== Text section ==
— start —

First Lady of the Reformation: Katherina Von Borla Dies This Day in Christian History
A Devotional from Church History:
Please enjoy The Gospel as found in the Christian History Institute’s Daily email reminder of what has come down to us from Church History. This is a service of the https://www.invertedchristian.com/ A ministry of The Duke Consulting Group drrogerdduke.com
Sunday, December 20 - Daily Story Internet Source: https://christianhistoryinstitute.org/today
Fighting for Life, Katharina von Bora Luther Clung to Christ
KATHERINA VON BORA’S LIFE was one of hard work and solid virtue. When she was a young girl, her father placed her in a German convent following his remarriage. She heard Luther’s teachings in her early twenties and accepted his doctrine of justification by faith alone. With some other nuns she contacted the reformer, requesting help to escape the convent. Luther arranged for a delivery-man to smuggle the women out in empty fish barrels.
Luther asked the families of the young women to take them back. When they proved unwilling, he found husbands for all of them. However, he was not able to find a place for Katie. Eventually he proposed to her and married her the same day.

— end —

== Information given ==
— start —

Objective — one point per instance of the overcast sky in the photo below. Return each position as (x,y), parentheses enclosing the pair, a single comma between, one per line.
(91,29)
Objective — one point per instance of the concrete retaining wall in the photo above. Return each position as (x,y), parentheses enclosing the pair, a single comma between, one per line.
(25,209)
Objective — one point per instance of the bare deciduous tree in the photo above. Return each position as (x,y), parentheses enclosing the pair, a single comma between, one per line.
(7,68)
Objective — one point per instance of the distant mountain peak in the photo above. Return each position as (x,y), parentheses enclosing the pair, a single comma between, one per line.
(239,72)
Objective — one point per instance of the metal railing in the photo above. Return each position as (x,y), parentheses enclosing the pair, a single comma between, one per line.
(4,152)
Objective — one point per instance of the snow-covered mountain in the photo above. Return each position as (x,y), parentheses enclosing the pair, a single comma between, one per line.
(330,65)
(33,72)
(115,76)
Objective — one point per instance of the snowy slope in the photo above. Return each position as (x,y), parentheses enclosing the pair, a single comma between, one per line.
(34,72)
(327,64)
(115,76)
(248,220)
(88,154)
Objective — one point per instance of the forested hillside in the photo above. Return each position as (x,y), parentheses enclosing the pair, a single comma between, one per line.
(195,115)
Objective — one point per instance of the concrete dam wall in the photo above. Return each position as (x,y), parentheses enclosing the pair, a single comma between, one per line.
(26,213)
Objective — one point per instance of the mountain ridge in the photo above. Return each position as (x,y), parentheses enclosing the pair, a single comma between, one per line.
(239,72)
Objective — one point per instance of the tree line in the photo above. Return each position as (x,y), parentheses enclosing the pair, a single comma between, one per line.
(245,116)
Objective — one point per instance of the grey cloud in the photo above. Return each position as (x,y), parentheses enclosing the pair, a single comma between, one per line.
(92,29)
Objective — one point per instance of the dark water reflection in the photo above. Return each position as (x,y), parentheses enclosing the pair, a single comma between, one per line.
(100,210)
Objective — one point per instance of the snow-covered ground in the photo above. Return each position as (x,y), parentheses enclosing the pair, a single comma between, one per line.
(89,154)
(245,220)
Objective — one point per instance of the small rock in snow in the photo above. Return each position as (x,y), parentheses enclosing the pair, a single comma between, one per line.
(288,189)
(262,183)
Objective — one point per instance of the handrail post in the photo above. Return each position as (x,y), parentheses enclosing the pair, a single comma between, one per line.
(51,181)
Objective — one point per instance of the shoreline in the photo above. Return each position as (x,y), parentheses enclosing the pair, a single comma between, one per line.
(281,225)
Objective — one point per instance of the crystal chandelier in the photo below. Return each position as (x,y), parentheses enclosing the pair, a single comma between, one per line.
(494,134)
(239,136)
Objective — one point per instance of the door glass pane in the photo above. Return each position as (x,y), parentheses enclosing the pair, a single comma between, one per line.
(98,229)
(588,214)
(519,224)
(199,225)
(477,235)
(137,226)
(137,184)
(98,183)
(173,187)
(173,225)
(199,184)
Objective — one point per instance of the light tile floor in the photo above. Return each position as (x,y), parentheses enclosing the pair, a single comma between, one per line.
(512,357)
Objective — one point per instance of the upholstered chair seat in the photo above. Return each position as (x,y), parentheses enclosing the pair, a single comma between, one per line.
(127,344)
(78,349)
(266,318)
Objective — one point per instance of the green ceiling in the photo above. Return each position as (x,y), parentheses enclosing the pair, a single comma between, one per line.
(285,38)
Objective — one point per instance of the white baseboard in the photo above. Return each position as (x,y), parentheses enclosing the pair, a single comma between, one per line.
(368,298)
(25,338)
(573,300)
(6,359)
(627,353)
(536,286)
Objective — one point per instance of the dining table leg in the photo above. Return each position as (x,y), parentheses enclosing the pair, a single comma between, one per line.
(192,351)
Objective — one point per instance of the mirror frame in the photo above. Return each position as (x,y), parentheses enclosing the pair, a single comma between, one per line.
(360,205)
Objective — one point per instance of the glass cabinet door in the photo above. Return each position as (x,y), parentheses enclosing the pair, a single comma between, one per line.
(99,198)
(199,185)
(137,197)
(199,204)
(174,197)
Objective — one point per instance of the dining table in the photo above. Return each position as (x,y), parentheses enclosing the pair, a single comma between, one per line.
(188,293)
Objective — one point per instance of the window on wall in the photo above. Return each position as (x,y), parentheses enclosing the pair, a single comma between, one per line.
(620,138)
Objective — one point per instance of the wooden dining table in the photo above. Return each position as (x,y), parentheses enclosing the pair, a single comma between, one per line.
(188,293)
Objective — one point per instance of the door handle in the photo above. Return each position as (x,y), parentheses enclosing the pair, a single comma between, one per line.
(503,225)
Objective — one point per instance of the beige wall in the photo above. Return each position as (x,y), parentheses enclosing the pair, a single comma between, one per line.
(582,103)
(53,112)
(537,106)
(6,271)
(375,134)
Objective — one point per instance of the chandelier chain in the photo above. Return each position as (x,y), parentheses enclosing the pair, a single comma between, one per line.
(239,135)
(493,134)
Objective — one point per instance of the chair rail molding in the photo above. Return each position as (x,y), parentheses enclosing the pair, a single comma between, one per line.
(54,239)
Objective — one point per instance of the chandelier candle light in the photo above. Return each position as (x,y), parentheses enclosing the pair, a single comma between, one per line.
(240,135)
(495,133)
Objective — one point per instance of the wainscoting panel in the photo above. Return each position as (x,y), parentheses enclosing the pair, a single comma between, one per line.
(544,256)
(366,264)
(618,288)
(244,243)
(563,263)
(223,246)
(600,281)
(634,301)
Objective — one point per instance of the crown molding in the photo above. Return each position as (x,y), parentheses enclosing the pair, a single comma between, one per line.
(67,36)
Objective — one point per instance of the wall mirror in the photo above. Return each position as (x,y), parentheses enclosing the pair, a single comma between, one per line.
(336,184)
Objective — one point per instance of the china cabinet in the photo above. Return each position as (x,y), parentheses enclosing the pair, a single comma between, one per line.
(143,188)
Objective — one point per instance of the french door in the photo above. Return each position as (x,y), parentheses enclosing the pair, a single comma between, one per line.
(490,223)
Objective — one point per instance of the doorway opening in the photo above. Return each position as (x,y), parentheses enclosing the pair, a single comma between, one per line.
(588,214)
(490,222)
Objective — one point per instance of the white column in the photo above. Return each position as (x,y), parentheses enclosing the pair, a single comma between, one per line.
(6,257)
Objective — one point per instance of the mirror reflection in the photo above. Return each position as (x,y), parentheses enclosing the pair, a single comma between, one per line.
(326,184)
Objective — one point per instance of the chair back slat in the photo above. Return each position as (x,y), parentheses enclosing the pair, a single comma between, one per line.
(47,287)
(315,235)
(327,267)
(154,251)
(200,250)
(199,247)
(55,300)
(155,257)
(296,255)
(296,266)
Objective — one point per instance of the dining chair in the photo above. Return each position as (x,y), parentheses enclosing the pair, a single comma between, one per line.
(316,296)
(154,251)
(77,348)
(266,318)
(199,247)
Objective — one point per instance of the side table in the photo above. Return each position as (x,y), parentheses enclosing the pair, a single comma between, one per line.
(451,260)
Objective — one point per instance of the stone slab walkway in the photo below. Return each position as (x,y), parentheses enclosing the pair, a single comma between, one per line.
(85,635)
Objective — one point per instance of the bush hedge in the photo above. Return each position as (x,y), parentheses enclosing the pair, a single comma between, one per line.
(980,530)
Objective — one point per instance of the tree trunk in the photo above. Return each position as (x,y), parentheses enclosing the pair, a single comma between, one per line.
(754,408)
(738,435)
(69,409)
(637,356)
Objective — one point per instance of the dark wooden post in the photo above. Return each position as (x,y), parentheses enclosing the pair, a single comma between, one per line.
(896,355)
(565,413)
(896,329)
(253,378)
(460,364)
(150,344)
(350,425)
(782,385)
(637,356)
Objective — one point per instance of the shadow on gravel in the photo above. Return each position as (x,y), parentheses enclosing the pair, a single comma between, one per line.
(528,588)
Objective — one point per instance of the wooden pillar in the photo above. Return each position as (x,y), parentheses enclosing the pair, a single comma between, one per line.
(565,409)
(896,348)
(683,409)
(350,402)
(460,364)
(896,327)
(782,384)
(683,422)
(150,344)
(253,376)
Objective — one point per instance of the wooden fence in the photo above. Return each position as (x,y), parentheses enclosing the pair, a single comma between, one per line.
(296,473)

— end —

== Actions to take ==
A - Return the passage from the Katherina von Bora text, beginning at the words "Luther asked the" and stopping after "the same day.".
B - Answer these questions from the Katherina von Bora text above:
(i) After what event did her father place her in a German convent?
(ii) In what were the women smuggled out of the convent?
(iii) What did Luther do when the young women's families proved unwilling to take them back?

== Results by task ==
A -
Luther asked the families of the young women to take them back. When they proved unwilling, he found husbands for all of them. However, he was not able to find a place for Katie. Eventually he proposed to her and married her the same day.

B -
(i) After his remarriage.
(ii) In empty fish barrels.
(iii) He found husbands for all of them.